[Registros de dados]
————

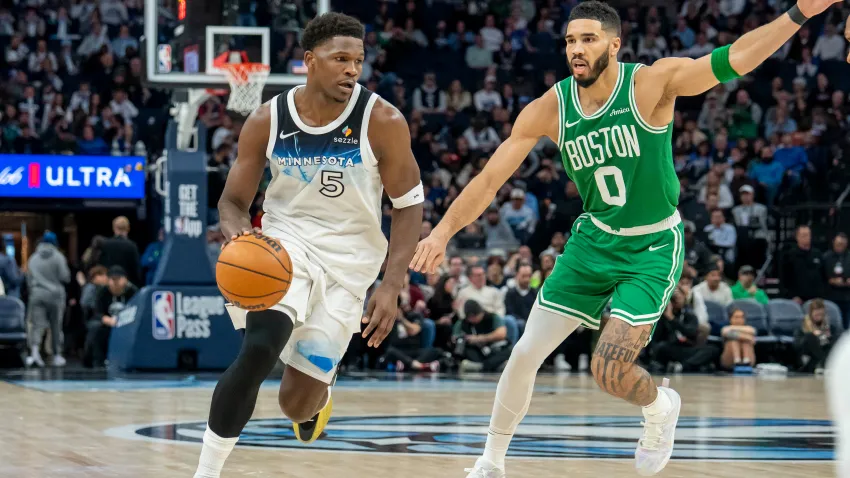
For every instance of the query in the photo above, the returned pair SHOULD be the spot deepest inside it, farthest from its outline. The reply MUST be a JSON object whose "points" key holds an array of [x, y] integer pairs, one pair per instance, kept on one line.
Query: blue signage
{"points": [[79, 177]]}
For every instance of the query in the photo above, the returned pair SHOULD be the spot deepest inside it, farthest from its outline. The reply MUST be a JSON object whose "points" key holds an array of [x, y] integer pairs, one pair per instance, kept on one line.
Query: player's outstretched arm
{"points": [[244, 177], [535, 121], [689, 77], [390, 139]]}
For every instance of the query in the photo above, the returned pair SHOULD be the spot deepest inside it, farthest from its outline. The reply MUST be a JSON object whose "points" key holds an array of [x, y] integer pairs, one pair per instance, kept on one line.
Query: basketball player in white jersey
{"points": [[332, 147]]}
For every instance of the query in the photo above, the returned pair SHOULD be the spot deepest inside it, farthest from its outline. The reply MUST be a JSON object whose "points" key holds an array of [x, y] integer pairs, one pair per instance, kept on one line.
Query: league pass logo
{"points": [[539, 437]]}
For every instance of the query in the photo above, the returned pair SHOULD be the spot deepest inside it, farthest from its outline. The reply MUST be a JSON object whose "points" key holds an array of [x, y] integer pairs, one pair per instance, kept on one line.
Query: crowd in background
{"points": [[461, 72]]}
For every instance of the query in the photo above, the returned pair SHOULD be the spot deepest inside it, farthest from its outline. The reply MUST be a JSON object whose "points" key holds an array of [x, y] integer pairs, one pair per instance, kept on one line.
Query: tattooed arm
{"points": [[614, 367]]}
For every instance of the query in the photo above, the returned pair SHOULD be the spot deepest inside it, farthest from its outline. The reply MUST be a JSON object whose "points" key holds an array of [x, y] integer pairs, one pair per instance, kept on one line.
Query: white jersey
{"points": [[325, 192]]}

————

SOBRE A TAREFA> Transcreva sem nenhuma alteração todas as linhas dos registros acima e deixe as imagens de fora.

RESPOSTA À TAREFA>
For every instance of the query in the photo above, the returned pair SHOULD be the spot deepest inside it, farthest from its outline. The reply MUST be a JSON object whose "points" key holds an array of [x, y] integer pairs, one pair per instance, kept on one line.
Query: blue signage
{"points": [[79, 177]]}
For every instance of the query in the photo above, the returned pair SHOULD be the spot deepest inside it, farthest from its outline. The reply MUST be a JSON object whose "points" key holds an array of [x, y] integer pairs, one pair per instance, kept on one line.
Query: player's outstretched arm
{"points": [[244, 177], [535, 121], [689, 77], [390, 139]]}
For every instance of the query in the photo above, the returned pair SHOULD be the spot deepest inside it, farthest from its outline. The reply MUST be a JSON object whose "points" key holds an array of [x, y] integer pairs, one pair per instance, kept on one line.
Query: basketball player in white jersey
{"points": [[332, 147]]}
For every instance of the query in the photo above, the returned pair SHOULD be the spot deepest inside it, farthest from its outline. The reply MUST be a JSON object whose "points" key holds an array of [x, y] integer pairs, one pair per instance, kept on one line.
Query: league pass logo
{"points": [[539, 437]]}
For every instance of the query in the photo above, the returned pair SHOULD be the spot deepest inside it, farthest from its outline. The reply MUST be a JSON object whose "points" key holds an array of [x, y] integer pairs, one pair per instance, kept on one line.
Query: crowd in background
{"points": [[461, 72]]}
For every instance of the query in the photo above, the returned pair SHOULD be the spot deepest inside it, farthest from its outline. The reply MUST be a JSON object whose "points" key holds an array of [x, y] integer pairs, one pair per instance, kept on one line.
Query: tattooed arm
{"points": [[614, 367]]}
For every instance of the query in the photo above, the returned pair SHOULD be the spot deepest inside it, farthest from its outline. The reply MUST be a JSON object whose "points" key holds an array of [x, y] integer pairs, one pair per instance, kept on one line.
Query: white jersey
{"points": [[325, 192]]}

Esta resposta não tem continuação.